Segment Start: Extracted material

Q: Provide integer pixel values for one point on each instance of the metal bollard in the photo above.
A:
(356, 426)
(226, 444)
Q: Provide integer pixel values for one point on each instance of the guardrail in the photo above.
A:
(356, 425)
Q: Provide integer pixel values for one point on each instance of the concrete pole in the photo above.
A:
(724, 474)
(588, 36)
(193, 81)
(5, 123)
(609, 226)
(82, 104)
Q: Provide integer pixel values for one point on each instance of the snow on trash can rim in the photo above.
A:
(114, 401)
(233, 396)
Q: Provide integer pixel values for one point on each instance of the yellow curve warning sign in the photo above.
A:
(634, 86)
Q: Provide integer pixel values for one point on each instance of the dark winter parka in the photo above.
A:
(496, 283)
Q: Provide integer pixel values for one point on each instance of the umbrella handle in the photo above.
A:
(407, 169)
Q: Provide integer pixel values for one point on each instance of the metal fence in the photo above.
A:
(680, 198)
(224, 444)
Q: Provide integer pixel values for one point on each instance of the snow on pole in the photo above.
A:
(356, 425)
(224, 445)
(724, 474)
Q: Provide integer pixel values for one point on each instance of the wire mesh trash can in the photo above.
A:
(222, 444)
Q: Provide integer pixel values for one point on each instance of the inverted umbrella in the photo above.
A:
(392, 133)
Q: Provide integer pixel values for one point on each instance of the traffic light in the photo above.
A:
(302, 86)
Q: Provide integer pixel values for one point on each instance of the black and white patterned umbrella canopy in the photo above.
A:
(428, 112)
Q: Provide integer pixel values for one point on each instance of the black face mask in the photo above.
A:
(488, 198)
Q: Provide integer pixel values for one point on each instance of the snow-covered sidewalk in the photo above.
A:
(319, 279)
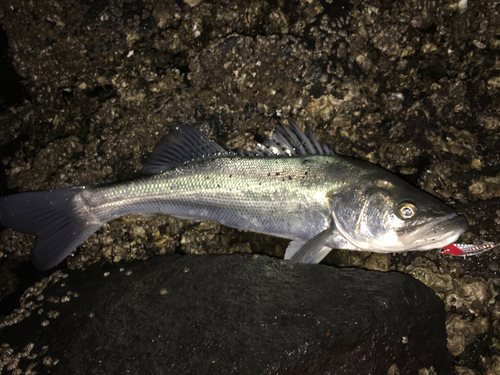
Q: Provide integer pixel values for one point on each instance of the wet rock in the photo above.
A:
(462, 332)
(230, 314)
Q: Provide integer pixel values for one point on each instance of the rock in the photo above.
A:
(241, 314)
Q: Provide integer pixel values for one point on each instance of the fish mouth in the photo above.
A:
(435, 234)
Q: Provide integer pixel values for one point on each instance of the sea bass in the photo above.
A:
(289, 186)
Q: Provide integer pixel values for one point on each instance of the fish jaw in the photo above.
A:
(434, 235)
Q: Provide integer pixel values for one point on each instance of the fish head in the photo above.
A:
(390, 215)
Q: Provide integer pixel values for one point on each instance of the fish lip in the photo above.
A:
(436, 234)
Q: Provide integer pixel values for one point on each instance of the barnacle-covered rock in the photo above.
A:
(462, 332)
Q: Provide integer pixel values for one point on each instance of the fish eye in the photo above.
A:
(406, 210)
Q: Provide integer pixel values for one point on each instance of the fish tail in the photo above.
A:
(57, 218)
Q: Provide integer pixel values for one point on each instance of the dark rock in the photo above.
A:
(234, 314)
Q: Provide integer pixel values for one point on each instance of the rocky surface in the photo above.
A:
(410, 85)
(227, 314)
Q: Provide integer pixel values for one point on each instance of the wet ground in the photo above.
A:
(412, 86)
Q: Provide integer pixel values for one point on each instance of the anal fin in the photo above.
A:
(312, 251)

Segment End: Extracted material
Segment Start: Extracted material

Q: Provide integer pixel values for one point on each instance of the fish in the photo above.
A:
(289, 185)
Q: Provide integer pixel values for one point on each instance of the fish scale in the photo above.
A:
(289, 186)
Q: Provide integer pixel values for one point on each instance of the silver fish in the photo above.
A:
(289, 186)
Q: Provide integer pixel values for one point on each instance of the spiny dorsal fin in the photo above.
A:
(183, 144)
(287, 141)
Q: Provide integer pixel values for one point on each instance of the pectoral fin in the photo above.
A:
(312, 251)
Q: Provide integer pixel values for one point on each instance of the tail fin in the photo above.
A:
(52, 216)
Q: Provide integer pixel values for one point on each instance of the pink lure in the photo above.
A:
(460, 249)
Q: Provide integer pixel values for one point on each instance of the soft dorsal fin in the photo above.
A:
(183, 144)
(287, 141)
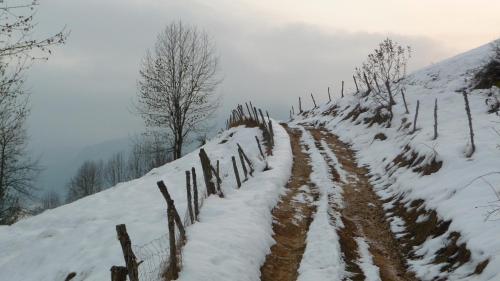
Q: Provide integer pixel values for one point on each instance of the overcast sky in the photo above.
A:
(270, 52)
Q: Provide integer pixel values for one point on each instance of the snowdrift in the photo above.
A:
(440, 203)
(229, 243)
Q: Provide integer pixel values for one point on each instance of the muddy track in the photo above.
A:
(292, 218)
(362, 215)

Segment End: Extracted material

#### Task to complete:
Taking the records above as a whole, work out how many of their lines hold the word "umbrella". The reply should be that number alone.

#### Result of the exercise:
3